■ **What you need to do**:
Scan the records below for the line with "box: [284, 125, 343, 157]" and the line with "positive clicks: (237, 80) (137, 82)". Repeat those two lines and every line between them exactly, and nothing else.

====== The data ======

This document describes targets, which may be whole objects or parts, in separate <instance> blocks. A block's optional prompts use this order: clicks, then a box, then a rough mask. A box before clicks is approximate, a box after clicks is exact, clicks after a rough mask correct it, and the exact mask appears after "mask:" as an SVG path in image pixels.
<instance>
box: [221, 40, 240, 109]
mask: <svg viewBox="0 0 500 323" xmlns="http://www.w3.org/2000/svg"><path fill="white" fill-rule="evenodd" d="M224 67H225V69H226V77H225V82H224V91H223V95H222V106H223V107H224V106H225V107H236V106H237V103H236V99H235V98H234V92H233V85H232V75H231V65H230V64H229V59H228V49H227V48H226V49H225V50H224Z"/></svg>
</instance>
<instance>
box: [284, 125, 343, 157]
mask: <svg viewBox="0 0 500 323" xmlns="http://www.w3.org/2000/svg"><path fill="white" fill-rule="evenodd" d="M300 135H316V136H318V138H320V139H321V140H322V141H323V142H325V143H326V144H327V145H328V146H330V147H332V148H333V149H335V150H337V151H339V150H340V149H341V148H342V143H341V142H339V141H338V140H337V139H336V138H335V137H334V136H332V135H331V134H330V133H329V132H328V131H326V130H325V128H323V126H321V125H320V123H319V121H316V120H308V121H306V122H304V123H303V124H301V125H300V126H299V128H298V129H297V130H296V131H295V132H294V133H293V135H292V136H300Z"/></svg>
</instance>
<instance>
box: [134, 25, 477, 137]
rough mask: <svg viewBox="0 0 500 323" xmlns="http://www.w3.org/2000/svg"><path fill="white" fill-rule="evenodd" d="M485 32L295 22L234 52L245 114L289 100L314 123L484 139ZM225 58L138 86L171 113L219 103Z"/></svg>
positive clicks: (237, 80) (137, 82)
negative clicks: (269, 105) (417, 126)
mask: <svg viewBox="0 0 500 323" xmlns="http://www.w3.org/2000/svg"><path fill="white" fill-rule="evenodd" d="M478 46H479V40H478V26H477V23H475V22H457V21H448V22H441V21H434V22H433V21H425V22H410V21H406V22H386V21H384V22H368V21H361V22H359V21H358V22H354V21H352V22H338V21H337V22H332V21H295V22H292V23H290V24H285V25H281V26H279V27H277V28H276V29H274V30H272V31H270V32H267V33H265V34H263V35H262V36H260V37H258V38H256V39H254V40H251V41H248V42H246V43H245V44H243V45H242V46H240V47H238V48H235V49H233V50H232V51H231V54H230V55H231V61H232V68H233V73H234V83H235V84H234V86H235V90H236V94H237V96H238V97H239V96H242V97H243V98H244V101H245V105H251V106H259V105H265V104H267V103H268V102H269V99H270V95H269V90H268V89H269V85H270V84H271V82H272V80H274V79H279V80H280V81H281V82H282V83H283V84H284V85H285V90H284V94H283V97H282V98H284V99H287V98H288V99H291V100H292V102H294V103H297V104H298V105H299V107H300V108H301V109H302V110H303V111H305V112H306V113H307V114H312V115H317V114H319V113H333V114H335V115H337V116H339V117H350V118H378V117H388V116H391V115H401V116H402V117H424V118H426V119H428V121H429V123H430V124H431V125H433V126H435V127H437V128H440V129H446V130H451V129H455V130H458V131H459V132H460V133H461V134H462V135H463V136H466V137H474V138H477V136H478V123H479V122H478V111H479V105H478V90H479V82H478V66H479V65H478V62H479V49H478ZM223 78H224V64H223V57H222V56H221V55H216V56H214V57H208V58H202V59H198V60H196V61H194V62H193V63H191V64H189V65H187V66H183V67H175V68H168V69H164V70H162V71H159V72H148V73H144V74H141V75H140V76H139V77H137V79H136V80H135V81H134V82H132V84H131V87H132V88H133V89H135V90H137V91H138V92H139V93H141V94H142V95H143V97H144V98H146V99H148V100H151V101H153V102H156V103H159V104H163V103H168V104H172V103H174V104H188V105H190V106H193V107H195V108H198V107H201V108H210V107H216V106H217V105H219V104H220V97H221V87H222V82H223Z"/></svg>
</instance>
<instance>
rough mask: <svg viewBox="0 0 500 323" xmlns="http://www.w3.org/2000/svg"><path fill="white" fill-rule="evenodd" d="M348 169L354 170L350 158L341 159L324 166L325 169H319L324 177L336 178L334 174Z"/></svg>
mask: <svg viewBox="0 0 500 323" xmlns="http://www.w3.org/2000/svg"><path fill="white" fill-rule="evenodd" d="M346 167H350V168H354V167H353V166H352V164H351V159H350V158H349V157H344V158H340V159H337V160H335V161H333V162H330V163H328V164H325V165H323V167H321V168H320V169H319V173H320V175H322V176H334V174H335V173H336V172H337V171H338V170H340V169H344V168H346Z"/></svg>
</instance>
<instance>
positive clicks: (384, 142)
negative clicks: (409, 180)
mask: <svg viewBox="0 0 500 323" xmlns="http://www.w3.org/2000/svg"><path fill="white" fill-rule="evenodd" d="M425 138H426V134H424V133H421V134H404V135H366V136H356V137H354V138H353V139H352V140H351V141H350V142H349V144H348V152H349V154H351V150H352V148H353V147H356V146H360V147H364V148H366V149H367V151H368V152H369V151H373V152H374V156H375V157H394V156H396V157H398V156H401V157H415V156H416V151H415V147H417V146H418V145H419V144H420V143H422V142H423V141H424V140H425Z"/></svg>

======
====== The data ======

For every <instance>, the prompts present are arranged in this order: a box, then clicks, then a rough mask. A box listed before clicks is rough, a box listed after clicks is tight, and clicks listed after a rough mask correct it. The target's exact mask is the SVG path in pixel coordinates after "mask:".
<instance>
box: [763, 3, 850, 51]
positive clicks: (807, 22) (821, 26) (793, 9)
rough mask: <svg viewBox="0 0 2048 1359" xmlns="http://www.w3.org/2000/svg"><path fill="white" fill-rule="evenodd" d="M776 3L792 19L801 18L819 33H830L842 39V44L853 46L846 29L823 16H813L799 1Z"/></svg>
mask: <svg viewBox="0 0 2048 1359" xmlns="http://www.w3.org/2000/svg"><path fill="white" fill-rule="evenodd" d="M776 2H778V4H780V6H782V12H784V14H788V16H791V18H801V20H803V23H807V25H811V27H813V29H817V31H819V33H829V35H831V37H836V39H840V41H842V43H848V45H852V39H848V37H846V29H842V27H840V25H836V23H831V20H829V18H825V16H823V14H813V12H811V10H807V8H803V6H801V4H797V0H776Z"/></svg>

======
====== The data ======

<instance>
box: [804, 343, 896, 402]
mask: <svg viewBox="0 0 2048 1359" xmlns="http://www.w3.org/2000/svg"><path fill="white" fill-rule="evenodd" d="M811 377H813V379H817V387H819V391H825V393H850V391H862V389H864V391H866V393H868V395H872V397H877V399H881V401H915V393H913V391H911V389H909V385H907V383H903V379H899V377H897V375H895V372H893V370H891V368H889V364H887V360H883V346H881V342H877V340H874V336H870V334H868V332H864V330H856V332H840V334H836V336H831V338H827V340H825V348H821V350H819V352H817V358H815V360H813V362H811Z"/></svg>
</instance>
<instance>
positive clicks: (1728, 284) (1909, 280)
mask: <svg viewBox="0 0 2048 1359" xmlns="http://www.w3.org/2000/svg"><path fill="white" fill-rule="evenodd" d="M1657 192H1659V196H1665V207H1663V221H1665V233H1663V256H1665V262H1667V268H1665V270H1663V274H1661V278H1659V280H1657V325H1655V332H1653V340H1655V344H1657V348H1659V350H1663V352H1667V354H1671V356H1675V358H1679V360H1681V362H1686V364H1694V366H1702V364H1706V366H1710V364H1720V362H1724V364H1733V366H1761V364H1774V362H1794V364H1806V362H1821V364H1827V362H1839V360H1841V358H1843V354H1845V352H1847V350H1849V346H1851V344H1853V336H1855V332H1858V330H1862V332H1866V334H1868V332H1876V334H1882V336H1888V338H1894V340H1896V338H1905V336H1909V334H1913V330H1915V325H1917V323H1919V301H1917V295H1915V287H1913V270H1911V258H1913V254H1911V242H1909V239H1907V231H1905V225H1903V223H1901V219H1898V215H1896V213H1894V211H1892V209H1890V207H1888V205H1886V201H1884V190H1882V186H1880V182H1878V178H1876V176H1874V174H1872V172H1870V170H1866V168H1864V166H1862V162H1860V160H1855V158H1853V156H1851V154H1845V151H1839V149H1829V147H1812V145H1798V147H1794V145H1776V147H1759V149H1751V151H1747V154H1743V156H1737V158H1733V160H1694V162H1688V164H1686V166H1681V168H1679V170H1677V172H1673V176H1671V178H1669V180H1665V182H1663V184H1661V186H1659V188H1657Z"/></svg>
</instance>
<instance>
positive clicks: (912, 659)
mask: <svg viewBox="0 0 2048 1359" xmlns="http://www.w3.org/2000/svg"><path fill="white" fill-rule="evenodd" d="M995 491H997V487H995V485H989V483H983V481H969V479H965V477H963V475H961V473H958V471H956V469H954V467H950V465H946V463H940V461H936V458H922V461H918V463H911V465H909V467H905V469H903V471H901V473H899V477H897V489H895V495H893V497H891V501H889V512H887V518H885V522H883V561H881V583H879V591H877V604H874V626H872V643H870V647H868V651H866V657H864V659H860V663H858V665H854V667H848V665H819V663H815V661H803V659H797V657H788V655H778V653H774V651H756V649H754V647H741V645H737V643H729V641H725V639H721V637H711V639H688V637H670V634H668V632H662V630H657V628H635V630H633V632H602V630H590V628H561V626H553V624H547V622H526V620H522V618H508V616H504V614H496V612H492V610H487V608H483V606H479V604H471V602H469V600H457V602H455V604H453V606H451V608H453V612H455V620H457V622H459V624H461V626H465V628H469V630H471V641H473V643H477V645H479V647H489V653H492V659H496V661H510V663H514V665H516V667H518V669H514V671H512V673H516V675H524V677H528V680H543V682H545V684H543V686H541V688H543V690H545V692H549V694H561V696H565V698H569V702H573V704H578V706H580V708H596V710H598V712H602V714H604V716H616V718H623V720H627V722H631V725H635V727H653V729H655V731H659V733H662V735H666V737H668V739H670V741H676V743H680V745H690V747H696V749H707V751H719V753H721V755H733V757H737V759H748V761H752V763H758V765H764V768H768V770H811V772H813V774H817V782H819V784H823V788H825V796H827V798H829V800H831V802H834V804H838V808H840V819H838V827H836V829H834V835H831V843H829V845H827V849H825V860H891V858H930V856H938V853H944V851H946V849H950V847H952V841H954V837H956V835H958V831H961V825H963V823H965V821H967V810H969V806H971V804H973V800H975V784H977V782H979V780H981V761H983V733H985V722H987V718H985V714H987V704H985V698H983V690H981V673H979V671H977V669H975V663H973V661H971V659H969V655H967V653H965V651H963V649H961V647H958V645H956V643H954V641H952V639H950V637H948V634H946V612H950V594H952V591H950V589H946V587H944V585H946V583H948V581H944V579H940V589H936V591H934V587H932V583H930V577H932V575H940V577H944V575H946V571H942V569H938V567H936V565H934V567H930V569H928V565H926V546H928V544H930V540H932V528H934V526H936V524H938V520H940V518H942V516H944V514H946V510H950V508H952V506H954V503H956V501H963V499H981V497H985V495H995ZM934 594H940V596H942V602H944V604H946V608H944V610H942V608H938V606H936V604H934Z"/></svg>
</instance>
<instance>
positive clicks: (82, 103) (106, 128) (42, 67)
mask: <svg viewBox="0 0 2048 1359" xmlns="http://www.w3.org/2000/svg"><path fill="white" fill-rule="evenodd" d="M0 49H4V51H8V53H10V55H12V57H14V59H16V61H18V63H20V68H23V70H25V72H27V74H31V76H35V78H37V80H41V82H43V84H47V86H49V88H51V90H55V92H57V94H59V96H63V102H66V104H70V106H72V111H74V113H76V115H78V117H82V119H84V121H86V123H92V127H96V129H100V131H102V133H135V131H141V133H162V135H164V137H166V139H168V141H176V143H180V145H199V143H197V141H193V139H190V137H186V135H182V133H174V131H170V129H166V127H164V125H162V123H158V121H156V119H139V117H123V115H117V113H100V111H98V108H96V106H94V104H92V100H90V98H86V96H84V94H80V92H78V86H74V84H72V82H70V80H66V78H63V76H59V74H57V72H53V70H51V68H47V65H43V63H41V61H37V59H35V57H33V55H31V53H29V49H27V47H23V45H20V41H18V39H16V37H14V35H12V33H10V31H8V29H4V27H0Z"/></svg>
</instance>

======

■ **Response below**:
box: [284, 125, 343, 157]
mask: <svg viewBox="0 0 500 323" xmlns="http://www.w3.org/2000/svg"><path fill="white" fill-rule="evenodd" d="M300 135H316V136H318V138H320V139H321V140H322V141H323V142H325V143H326V144H327V145H328V146H330V147H332V148H333V149H335V150H337V151H339V150H340V149H341V148H342V143H341V142H339V141H338V140H337V139H336V138H335V137H334V136H332V135H331V134H330V133H329V132H328V131H326V130H325V128H323V126H321V125H320V123H319V121H316V120H308V121H306V122H304V123H303V124H301V125H300V126H299V128H298V129H297V130H296V131H295V132H294V133H293V135H292V136H300Z"/></svg>
</instance>
<instance>
box: [134, 25, 477, 137]
rough mask: <svg viewBox="0 0 500 323" xmlns="http://www.w3.org/2000/svg"><path fill="white" fill-rule="evenodd" d="M485 32L295 22L234 52L245 114L289 100L314 123L484 139ZM225 58L138 86L171 113L219 103Z"/></svg>
positive clicks: (237, 80) (137, 82)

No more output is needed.